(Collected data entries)
** BEGIN **

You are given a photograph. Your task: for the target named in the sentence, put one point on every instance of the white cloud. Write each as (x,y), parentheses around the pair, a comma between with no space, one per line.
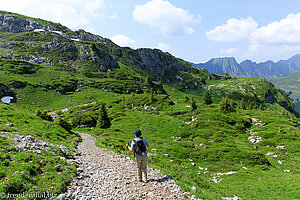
(123,41)
(285,31)
(229,51)
(114,16)
(162,15)
(163,46)
(71,13)
(270,41)
(276,38)
(233,30)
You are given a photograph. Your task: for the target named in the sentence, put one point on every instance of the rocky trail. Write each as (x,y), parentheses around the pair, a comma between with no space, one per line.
(105,175)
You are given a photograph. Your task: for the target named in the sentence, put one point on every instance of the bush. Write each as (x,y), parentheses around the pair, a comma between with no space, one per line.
(64,124)
(207,98)
(44,115)
(226,106)
(103,119)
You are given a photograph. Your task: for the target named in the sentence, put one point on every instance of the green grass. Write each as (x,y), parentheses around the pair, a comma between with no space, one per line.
(226,148)
(22,171)
(214,140)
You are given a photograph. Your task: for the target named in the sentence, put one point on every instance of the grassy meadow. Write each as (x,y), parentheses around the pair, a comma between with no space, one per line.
(190,141)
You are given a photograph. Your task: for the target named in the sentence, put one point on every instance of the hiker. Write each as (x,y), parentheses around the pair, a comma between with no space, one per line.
(138,146)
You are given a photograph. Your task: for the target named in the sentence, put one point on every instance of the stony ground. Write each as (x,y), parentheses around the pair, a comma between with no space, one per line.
(106,175)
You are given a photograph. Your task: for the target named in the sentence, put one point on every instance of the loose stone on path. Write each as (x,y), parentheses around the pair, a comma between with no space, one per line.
(105,175)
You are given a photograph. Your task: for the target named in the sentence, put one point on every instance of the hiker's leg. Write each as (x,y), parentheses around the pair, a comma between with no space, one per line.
(144,168)
(139,168)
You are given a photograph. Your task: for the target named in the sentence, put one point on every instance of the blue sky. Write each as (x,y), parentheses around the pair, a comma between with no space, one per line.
(194,30)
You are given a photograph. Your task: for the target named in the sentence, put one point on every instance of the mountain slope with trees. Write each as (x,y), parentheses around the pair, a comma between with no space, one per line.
(215,135)
(248,68)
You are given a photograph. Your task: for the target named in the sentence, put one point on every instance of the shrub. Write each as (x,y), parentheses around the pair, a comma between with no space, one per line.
(103,119)
(226,106)
(194,105)
(207,98)
(44,115)
(64,124)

** END **

(EXERCISE DIRECTIONS) Put the items above into a two-column CSV with the headers "instruction" and "answer", one row per item, holding its text and its answer. Wrap each field in double quotes, replace any line breaks with spaces, and leave the pictures out.

(OUTPUT OF THE EXERCISE)
instruction,answer
"You are given a photograph. Your task: for the target named in the sentence, put one point on every instance of the white cloud. Write each as (x,y), parentheses around the pair, a comma between with no space, one per line.","(123,41) (285,31) (229,51) (114,16) (162,15) (163,46) (71,13) (270,41) (276,38) (233,30)"
"You are given a photograph. Your task: for the target named in the sentence, put one point on every instance of the rocky trail. Write each as (x,y), parentheses around the pair, a comma between with no space, one per line.","(105,175)"
"You are given a photograph. Your task: for the target named in the sentence, put one point on every instance of the bush. Write each as (x,y), parentheses around the pair, a comma between with no space, one per line.","(64,124) (207,98) (44,115) (226,106) (103,119)"
"You are given a photograph. Your task: for the target named in the sentence, put one point on every instance of the green grass. Write each as (x,y), parentheses around the pair, a comma between with no space, one per line.","(226,148) (22,171) (214,140)"
"You are given a photograph. Your task: for the target named in the sentence, put one point on every instance of the grassy meadow. Write each as (x,y), parentheses around the pair, a comma between with no space, one per line.","(190,141)"
"You are given a photograph. Your task: for the target named in the sentence, put one point on every instance of the hiker. Write each as (x,y), parentheses around the pair, a comma between with no space, one per line.","(138,146)"
"You are given a photograph. Your task: for the target named in the sentence, put one point on every instance of the stony ground. Write each as (x,y), parentheses around the pair, a comma between with no space, one per line.","(106,175)"
"You are given a photograph. Your task: for the target named in the sentence, put one point on every instance of the loose stone on path. Write each as (x,y), parentheses around the pair, a comma between with no space, one per line.","(105,175)"
"You are given a photograph. Your task: for the target named in the sentence, put one point on every instance of the hiker's leg. Write each as (x,y), parentheses around the pair, a comma between with no space, one per line.","(144,168) (139,168)"
"You are given a photograph. Your task: for the target named in the sentence, put one point on every instance of the blue sky. Write each as (x,y), parentheses around the pair, a comma between with no space, one per line.","(194,30)"
"You are given a photograph. Your task: for the target named in the sentence, put one point on every instance of the mountain slope with trees. Write each as (x,y), parentheses around the pair, a comma between with no space, one per line.","(215,135) (248,68)"
"You are given a photograph. Your task: for the target named in the sentence, put one point on every instance of the shrub. Write each as (x,y), parentheses around the pair, a comma between with no space, one per line.","(103,119) (226,106) (194,105) (207,98) (44,115) (64,124)"